DATASET RECORDS

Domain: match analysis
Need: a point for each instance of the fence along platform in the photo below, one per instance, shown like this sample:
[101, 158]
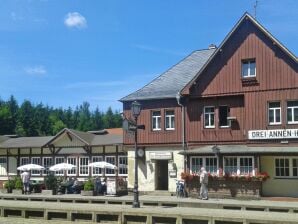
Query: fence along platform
[150, 215]
[253, 205]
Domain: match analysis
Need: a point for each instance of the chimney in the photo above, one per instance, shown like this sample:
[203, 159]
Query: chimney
[212, 46]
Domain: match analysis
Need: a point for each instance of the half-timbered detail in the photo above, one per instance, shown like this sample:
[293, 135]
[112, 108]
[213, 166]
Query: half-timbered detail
[69, 146]
[234, 111]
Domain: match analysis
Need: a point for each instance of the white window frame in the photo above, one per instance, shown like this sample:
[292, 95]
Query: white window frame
[156, 119]
[292, 109]
[110, 172]
[3, 166]
[46, 166]
[72, 172]
[249, 62]
[238, 165]
[228, 114]
[121, 168]
[203, 159]
[169, 119]
[209, 117]
[84, 159]
[35, 172]
[96, 171]
[274, 109]
[22, 160]
[291, 168]
[57, 161]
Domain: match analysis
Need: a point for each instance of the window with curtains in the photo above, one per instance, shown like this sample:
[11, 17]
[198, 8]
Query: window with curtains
[95, 170]
[47, 162]
[83, 166]
[57, 161]
[73, 161]
[170, 120]
[122, 169]
[24, 161]
[112, 160]
[35, 160]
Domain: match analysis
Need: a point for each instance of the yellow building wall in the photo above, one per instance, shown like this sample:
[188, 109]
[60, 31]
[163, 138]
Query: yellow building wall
[277, 186]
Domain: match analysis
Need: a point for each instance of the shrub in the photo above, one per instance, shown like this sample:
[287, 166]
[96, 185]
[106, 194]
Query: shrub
[51, 182]
[18, 183]
[89, 185]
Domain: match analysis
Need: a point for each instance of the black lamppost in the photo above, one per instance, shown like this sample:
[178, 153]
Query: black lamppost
[136, 110]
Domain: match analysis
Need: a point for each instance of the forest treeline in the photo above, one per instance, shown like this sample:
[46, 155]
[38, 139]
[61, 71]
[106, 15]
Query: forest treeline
[28, 119]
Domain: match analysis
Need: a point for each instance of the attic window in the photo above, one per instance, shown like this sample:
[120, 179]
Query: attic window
[248, 68]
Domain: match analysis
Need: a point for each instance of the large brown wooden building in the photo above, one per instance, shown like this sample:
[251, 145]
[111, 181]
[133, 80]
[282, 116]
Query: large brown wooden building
[233, 108]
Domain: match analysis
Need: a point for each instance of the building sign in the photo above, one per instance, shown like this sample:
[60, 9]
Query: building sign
[273, 134]
[161, 155]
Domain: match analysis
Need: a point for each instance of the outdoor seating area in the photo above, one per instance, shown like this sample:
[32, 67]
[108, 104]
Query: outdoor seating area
[55, 184]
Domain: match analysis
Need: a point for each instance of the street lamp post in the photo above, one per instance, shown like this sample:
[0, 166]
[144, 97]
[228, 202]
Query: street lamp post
[136, 110]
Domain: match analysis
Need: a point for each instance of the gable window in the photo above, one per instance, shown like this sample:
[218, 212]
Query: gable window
[47, 163]
[170, 120]
[3, 165]
[122, 161]
[239, 165]
[209, 117]
[83, 168]
[112, 160]
[96, 171]
[249, 68]
[57, 161]
[24, 160]
[292, 112]
[224, 112]
[274, 113]
[35, 160]
[156, 120]
[72, 160]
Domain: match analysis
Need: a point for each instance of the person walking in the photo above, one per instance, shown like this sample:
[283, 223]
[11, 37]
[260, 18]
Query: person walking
[204, 184]
[25, 176]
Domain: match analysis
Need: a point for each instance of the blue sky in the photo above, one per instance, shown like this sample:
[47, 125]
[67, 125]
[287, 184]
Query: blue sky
[64, 52]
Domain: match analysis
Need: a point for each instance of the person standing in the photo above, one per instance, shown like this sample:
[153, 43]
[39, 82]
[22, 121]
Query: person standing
[25, 176]
[204, 184]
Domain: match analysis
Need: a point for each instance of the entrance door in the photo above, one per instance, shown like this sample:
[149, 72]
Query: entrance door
[161, 175]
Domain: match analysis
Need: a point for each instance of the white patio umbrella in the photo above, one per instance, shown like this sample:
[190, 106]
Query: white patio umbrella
[62, 167]
[31, 166]
[103, 165]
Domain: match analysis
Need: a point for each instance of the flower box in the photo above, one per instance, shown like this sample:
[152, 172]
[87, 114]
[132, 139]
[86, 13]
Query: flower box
[227, 186]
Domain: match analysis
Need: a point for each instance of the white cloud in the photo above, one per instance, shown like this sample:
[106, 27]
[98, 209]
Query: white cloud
[36, 70]
[75, 20]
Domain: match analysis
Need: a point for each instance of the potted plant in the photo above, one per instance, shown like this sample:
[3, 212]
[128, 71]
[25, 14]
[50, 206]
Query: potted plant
[51, 185]
[18, 185]
[9, 185]
[88, 188]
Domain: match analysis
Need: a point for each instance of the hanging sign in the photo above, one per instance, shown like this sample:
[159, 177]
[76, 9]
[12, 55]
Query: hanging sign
[273, 134]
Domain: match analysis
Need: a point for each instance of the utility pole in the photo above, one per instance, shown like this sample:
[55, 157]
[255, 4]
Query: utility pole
[255, 8]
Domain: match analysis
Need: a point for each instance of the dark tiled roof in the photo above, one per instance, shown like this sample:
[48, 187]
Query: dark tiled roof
[114, 136]
[168, 84]
[109, 139]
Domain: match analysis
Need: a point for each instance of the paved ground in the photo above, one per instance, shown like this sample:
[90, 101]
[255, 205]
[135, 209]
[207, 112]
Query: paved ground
[34, 221]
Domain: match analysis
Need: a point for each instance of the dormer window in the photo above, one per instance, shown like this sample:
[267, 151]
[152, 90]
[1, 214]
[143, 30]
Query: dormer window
[248, 68]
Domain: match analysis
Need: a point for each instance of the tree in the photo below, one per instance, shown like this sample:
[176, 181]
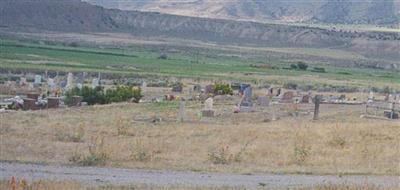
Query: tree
[302, 66]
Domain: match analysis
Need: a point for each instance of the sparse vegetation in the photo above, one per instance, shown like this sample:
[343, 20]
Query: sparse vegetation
[98, 96]
[97, 154]
[223, 89]
[65, 135]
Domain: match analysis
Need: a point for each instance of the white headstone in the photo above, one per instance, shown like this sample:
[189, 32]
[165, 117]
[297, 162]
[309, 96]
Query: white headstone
[79, 85]
[22, 81]
[95, 83]
[38, 79]
[70, 81]
[371, 96]
[50, 83]
[208, 104]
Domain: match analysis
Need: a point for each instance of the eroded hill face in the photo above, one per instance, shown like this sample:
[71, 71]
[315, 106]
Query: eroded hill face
[78, 17]
[381, 12]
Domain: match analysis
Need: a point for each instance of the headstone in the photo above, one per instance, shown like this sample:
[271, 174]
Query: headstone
[38, 79]
[76, 101]
[208, 104]
[50, 83]
[70, 81]
[317, 101]
[246, 104]
[53, 102]
[247, 95]
[287, 97]
[278, 93]
[29, 104]
[271, 92]
[263, 101]
[371, 97]
[243, 87]
[391, 98]
[306, 99]
[181, 113]
[79, 85]
[95, 83]
[22, 81]
[177, 88]
[342, 97]
[208, 108]
[144, 84]
[34, 96]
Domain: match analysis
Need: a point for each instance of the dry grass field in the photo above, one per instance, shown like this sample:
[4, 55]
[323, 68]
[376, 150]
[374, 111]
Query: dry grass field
[148, 136]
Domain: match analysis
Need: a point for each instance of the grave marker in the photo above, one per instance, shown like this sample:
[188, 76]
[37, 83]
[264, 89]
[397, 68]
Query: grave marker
[181, 113]
[317, 101]
[208, 110]
[263, 101]
[38, 79]
[287, 97]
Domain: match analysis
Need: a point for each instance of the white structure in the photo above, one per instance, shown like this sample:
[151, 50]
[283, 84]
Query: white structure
[38, 79]
[70, 81]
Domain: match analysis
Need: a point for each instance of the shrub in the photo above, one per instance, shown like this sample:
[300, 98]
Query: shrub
[222, 89]
[290, 85]
[97, 154]
[76, 136]
[163, 56]
[123, 93]
[98, 96]
[318, 70]
[89, 95]
[141, 153]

PROBLEM
Extract every line above that contains the word "fence". Case counts, so only lines with that exact capitalization qualify.

OUTPUT OF THE EXERCISE
Need: a point for each instance of the fence along platform in the photo below, one per instance, shown like this sample:
Query: fence along platform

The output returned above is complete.